= Beginning of Section =
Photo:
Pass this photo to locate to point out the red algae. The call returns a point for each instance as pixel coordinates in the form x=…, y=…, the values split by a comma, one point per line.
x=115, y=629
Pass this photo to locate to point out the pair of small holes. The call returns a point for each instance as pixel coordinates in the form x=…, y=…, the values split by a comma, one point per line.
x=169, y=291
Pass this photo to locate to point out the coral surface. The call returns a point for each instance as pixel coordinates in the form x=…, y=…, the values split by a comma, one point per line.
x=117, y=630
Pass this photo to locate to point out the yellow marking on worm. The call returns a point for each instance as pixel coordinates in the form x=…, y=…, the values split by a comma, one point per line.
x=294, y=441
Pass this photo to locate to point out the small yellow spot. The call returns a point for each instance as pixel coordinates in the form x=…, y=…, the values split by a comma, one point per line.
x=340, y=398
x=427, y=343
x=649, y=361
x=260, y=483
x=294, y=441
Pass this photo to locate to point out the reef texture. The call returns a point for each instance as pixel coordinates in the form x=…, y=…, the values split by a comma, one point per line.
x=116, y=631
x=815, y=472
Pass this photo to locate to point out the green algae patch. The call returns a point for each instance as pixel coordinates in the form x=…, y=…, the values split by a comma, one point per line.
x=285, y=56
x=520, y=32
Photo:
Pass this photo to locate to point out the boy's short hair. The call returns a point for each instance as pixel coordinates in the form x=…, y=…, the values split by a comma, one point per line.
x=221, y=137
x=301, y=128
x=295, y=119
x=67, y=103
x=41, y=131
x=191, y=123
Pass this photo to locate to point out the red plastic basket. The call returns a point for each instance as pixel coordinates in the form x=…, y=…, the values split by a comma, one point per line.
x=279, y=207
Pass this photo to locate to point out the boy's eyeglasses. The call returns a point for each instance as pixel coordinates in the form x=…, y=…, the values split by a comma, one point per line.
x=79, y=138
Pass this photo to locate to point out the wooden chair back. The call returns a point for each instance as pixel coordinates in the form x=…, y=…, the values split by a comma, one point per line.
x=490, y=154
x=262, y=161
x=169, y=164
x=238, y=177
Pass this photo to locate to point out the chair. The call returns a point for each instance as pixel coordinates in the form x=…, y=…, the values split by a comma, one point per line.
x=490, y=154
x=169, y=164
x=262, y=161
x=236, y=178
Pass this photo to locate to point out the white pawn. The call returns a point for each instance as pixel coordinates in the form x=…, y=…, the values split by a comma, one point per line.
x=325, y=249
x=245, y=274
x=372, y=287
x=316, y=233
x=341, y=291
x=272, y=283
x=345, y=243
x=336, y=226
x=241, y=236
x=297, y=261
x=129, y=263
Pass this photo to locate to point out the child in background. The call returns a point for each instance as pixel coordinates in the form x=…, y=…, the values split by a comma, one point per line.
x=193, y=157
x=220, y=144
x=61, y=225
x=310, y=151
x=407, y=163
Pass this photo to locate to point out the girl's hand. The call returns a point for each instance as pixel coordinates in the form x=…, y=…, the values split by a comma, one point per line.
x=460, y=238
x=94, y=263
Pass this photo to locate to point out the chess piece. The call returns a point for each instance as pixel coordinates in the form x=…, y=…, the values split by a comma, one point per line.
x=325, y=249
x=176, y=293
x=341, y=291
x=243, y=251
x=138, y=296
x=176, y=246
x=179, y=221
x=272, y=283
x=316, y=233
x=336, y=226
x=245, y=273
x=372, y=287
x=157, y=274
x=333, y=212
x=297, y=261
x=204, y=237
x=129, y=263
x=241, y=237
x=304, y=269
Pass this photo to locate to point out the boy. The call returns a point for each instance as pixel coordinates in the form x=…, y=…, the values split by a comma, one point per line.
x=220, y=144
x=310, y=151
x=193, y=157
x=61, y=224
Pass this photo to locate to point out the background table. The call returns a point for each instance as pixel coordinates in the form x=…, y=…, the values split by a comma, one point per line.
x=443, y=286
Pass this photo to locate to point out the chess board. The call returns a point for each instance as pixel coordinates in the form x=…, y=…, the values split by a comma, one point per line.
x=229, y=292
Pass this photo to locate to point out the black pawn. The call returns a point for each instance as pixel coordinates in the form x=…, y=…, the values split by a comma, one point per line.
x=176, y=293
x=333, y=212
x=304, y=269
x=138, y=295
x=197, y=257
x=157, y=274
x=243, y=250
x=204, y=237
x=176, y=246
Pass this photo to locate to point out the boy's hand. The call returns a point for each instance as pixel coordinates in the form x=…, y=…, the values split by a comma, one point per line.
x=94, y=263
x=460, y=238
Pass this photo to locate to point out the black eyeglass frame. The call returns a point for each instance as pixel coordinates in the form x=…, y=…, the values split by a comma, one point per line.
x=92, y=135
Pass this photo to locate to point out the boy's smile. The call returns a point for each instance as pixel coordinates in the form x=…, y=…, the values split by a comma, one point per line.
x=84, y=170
= End of Section =
▶ [Exercise requirements]: Please reproduce each line above exactly as written.

▶ [Result of the task]:
Photo:
Pass this photo to locate to point out the red algae. The call returns a point for each instance as pixel coordinates in the form x=…, y=…, the values split by a comma, one point per line.
x=115, y=629
Pass this photo to locate to point out the pair of small holes. The call returns a point for each instance as pixel coordinates in the form x=…, y=…, the values split by a comma, one point per line.
x=169, y=291
Pass this photo to locate to point out the coral surface. The call returns a point for each instance as pixel coordinates in the form x=…, y=…, the values split by a comma, one point per line.
x=117, y=630
Pass this photo to locate to point out the yellow marking on worm. The call returns a point for each instance as pixel coordinates in the form x=…, y=…, the values split by a comma, one point per line.
x=294, y=441
Pass this photo to locate to point out the small yellow spot. The call returns a point for each instance as pixel coordinates in the form x=…, y=…, the values split by a comma, one point per line.
x=340, y=398
x=427, y=343
x=649, y=361
x=260, y=483
x=294, y=441
Pass this photo to locate to point out the reef texture. The call returns a point for each instance as pixel coordinates in the form x=…, y=…, the values split by a comma, one point per line.
x=116, y=631
x=815, y=472
Pass this photo to locate to point out the green algae patch. The call returns a point for each instance as pixel coordinates in the form x=…, y=…, the values split by a comma, one point per line.
x=285, y=56
x=520, y=32
Photo:
Pass this photo to locate to point out the boy's short hair. The call returns a point for each instance as pixel coordinates in the form x=…, y=…, the values split by a comma, one point per line.
x=221, y=137
x=301, y=128
x=295, y=119
x=67, y=103
x=41, y=131
x=191, y=123
Pass this photo to locate to point out the red plastic basket. The call returns a point for each instance as pixel coordinates in the form x=…, y=…, the values split by a comma, one point per line.
x=279, y=207
Pass this photo to locate to point out the boy's eyeglasses. The call returns a point for each instance as pixel coordinates in the form x=…, y=…, the values split by a comma, one point per line.
x=79, y=138
Pass this photo to locate to point out the wooden chair back. The call returns a point for each instance as pixel coordinates in the form x=…, y=…, the values split by a comma, one point per line.
x=490, y=154
x=262, y=161
x=169, y=164
x=238, y=177
Pass this photo to locate to point out the chair. The call returns a point for each instance as pixel coordinates in the form x=…, y=…, the values split by a comma, one point per line.
x=490, y=154
x=169, y=164
x=262, y=161
x=236, y=178
Pass this photo to locate to point out the white pawn. The call returns a point for each instance as pixel coordinates in the form x=…, y=…, the values split by a comma, one point per line.
x=325, y=249
x=245, y=274
x=372, y=287
x=316, y=233
x=341, y=291
x=272, y=283
x=345, y=243
x=336, y=226
x=241, y=236
x=297, y=261
x=129, y=263
Pass this photo to locate to point out the child in background. The call returns a point for each instance as pixel coordinates in the form x=…, y=…, the values split by a comma, one point per line.
x=193, y=157
x=220, y=144
x=61, y=225
x=310, y=151
x=407, y=163
Pass this photo to locate to point out the girl's hand. The call returns a point for each instance as pixel coordinates in the form x=…, y=…, the values split by a comma, one point per line.
x=460, y=238
x=94, y=263
Pass this photo to locate to point out the chess piece. The call returns a point for each instance as pixel coordinates in the form x=…, y=…, the values split by a comma, one point per line.
x=325, y=249
x=176, y=293
x=341, y=291
x=243, y=251
x=138, y=296
x=176, y=246
x=179, y=221
x=272, y=283
x=316, y=233
x=336, y=226
x=245, y=273
x=372, y=287
x=157, y=274
x=333, y=212
x=297, y=261
x=204, y=237
x=129, y=263
x=241, y=237
x=304, y=269
Pass this photo to locate to point out the boy. The call returns a point for each instance as pixel coordinates in the form x=…, y=…, the values split by a comma, one point per line.
x=220, y=144
x=310, y=151
x=193, y=157
x=61, y=224
Pass this photo to locate to point out the background table. The call returns a point for each instance as pixel coordinates in the form x=…, y=…, the values split by a comma, one point per line.
x=443, y=286
Pass this photo to locate to point out the chess board. The call returns a point for each instance as pixel coordinates in the form x=…, y=…, the values split by a comma, one point per line.
x=229, y=292
Pass this photo to locate to point out the black pawn. The call returns a point for each instance as pixel coordinates in the form x=…, y=…, the values split by a comma, one point per line.
x=176, y=293
x=333, y=212
x=304, y=269
x=138, y=295
x=197, y=257
x=157, y=274
x=243, y=250
x=204, y=237
x=176, y=246
Pass this photo to locate to point out the boy's hand. The call returns a point for each instance as pixel coordinates in the form x=…, y=…, the values split by a comma, one point per line.
x=94, y=263
x=460, y=238
Pass this photo to locate to point out the black eyeglass frame. The call returns a point for each instance as pixel coordinates in the form x=…, y=…, the values split by a comma, one point per line.
x=92, y=135
Pass this photo to locate to point out the boy's smile. The call returns a point for each instance as pixel coordinates in the form x=…, y=…, the values split by a comma, one point per line.
x=84, y=170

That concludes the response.